(Your task) The output should contain the listing word for word and no pictures.

------------------------------------------------------------

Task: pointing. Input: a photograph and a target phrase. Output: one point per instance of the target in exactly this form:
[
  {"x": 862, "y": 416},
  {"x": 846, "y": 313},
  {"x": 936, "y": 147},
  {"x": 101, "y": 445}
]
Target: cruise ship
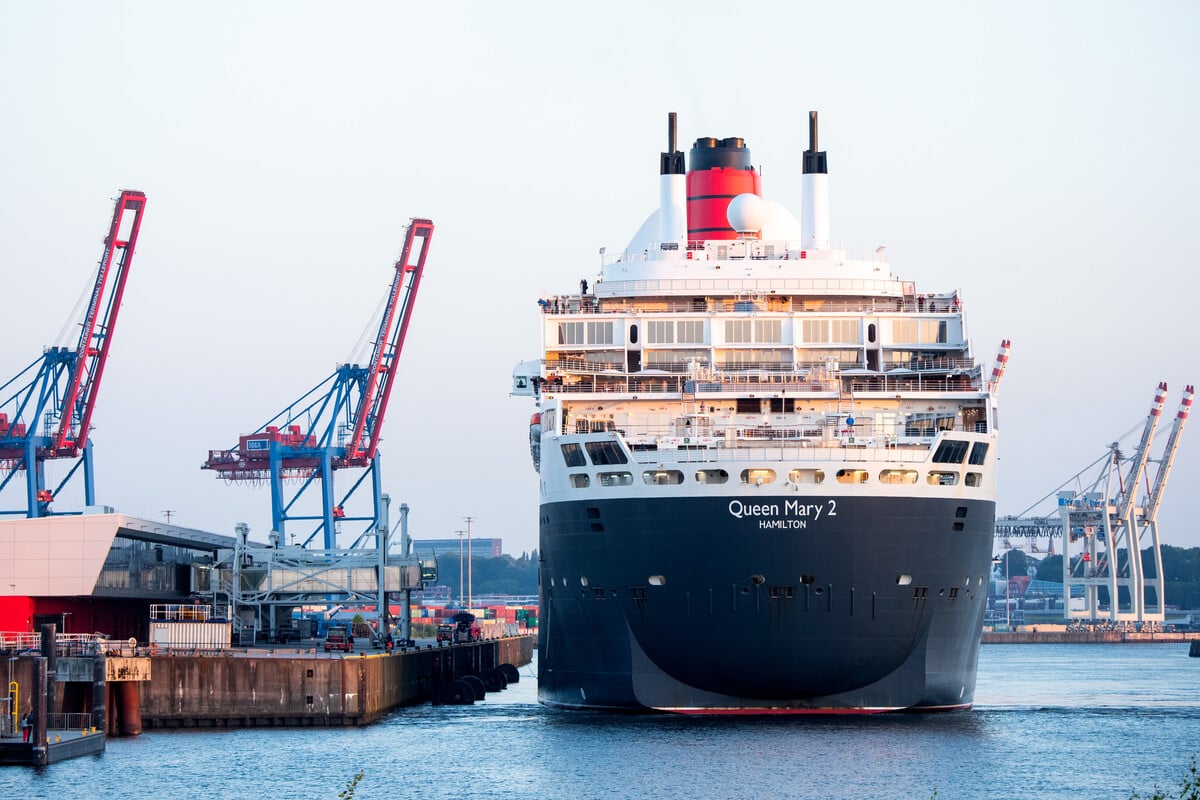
[{"x": 767, "y": 464}]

------------------------------------------------------------

(Output of the task)
Task: pointing. Input: a photograph and a target phrase. Output: one point per instance of the target in exactly this form:
[
  {"x": 862, "y": 416},
  {"x": 846, "y": 313},
  {"x": 936, "y": 147},
  {"x": 101, "y": 445}
]
Target: cruise ship
[{"x": 767, "y": 464}]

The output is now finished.